+++ Text section +++

Confessions of a Yakuza
- Author: Junichi Saga
- Original title: 浅草博徒一代 Asakusa bakuto ichidai
- Translator: John Bester
- Language: English
- Genre: Memoir
- Publisher: Kodansha
- Publication date: 1989
- Publication place: Japan
- Media type: Print
- Pages: 253 pp
- ISBN: 4-7700-1948-3
- OCLC: 32783016

= Confessions of a Yakuza =

1989 novel by Junichi Saga

Confessions of a Yakuza (浅草博徒一代, Asakusa bakuto ichidai) is a 1989 book by Japanese doctor and author Junichi Saga. It recounts a series of stories from the life of his patient Eiji Ijichi, a former Yakuza boss, as told in the last months of his life.

The book starts with the teenage Ijichi running away from his family home in Utsunomiya to Tokyo, to find a judge's mistress who he was having an affair with. The book follows Ijichi through his first job at a family coal merchant in the then district of Fukagawa, his various mistresses and treatment for syphilis, the 1923 Great Kantō earthquake, his initiation into the gang that controlled gambling in the Asakusa entertainment area, his various stretches in prison, his overseas service in occupied Korea in the 1920s, his rise to the boss of the gang, and his experiences during and after World War II.

+++ Records shown +++

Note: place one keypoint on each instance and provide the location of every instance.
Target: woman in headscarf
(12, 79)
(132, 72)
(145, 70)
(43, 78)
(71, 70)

+++

Required action 1 ->
In the text on Confessions of a Yakuza, what was Eiji Ijichi's first job in Tokyo?
Required action 2 ->
Reproduce word for word the part of the text on Confessions of a Yakuza starting with "1989 novel by" and going on through "World War II.".

Response box 1 ->
He worked at a family coal merchant in the then district of Fukagawa.

Response box 2 ->
1989 novel by Junichi Saga

Confessions of a Yakuza (浅草博徒一代, Asakusa bakuto ichidai) is a 1989 book by Japanese doctor and author Junichi Saga. It recounts a series of stories from the life of his patient Eiji Ijichi, a former Yakuza boss, as told in the last months of his life.

The book starts with the teenage Ijichi running away from his family home in Utsunomiya to Tokyo, to find a judge's mistress who he was having an affair with. The book follows Ijichi through his first job at a family coal merchant in the then district of Fukagawa, his various mistresses and treatment for syphilis, the 1923 Great Kantō earthquake, his initiation into the gang that controlled gambling in the Asakusa entertainment area, his various stretches in prison, his overseas service in occupied Korea in the 1920s, his rise to the boss of the gang, and his experiences during and after World War II.